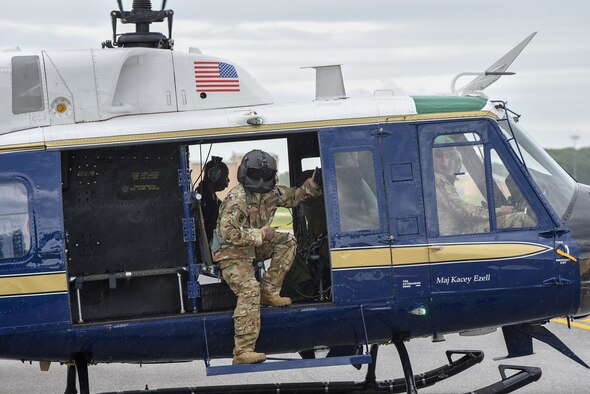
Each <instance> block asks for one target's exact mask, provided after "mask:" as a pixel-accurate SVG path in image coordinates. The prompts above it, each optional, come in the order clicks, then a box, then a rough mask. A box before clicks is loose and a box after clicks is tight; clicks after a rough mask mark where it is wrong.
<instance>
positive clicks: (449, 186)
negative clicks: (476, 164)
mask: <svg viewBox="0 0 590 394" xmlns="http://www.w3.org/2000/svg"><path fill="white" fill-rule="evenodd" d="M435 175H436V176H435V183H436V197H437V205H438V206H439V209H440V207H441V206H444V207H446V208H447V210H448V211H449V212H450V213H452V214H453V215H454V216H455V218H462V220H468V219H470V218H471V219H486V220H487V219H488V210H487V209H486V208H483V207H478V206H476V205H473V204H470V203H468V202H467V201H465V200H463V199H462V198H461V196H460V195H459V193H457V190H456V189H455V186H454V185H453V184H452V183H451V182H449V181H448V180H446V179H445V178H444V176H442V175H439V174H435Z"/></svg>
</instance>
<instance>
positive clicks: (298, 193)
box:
...
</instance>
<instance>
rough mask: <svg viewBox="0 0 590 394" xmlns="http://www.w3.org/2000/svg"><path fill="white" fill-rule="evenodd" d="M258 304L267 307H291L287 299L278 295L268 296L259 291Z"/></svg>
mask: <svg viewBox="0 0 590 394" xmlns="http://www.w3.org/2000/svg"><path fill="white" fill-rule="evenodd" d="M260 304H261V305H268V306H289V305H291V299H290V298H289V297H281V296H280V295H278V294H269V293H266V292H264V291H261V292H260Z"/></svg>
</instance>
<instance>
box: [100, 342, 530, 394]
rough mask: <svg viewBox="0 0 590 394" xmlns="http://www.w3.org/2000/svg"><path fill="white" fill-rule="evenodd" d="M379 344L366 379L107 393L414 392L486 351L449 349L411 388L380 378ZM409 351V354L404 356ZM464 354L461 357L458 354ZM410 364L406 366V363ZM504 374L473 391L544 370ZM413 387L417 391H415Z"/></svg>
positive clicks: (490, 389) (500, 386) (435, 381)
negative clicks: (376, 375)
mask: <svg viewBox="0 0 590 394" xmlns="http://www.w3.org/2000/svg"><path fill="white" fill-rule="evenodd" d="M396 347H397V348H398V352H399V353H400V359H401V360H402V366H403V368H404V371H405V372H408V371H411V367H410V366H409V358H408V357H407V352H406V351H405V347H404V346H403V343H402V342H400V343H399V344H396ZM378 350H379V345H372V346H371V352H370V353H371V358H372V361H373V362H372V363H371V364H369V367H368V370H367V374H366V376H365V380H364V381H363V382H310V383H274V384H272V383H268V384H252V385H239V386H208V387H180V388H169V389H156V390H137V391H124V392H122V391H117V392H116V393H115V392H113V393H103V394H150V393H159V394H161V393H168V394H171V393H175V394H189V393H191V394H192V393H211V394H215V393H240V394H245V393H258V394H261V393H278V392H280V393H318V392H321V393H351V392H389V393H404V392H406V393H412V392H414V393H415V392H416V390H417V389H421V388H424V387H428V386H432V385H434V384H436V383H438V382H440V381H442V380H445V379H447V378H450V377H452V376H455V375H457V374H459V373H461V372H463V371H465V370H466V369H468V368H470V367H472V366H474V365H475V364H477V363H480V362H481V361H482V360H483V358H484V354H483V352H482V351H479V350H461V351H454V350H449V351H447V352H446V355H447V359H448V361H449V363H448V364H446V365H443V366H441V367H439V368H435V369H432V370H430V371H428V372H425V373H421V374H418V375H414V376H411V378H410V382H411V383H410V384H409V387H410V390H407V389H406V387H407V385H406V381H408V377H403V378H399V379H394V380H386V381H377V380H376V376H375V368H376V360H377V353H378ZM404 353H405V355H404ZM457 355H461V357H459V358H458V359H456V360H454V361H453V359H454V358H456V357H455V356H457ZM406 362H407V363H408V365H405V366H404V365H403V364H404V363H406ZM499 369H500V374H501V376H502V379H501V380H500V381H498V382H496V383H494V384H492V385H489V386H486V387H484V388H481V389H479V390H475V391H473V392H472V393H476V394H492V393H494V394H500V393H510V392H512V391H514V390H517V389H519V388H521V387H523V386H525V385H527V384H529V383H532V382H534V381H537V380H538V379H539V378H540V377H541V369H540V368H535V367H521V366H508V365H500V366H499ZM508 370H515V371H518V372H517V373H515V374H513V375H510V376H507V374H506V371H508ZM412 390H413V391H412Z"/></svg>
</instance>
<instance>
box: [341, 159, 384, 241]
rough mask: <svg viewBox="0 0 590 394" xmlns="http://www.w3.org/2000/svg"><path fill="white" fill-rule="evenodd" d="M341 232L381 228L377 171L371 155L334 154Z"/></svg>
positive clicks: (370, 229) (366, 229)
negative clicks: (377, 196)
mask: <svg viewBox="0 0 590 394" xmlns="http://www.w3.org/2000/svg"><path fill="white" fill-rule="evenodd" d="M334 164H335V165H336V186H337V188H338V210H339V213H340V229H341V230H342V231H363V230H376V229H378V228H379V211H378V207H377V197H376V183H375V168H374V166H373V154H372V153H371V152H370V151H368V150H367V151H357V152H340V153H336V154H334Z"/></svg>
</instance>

*WHAT IS BEING ASKED:*
Starting with the line that holds "Each <instance> block" and ending with the line that holds "positive clicks: (449, 186)", retype every line in the data above exactly, and nothing else.

*ANSWER FOR THIS EXERCISE:*
Each <instance> block asks for one target's exact mask, provided after "mask:" as a pixel-accurate SVG path in image coordinates. The prompts above it, each optional, come in the order clicks, then a box, then a rough mask. A box before clicks is loose and a box after clicks is tight; clicks after a rough mask mark where it is wrong.
<instance>
positive clicks: (449, 186)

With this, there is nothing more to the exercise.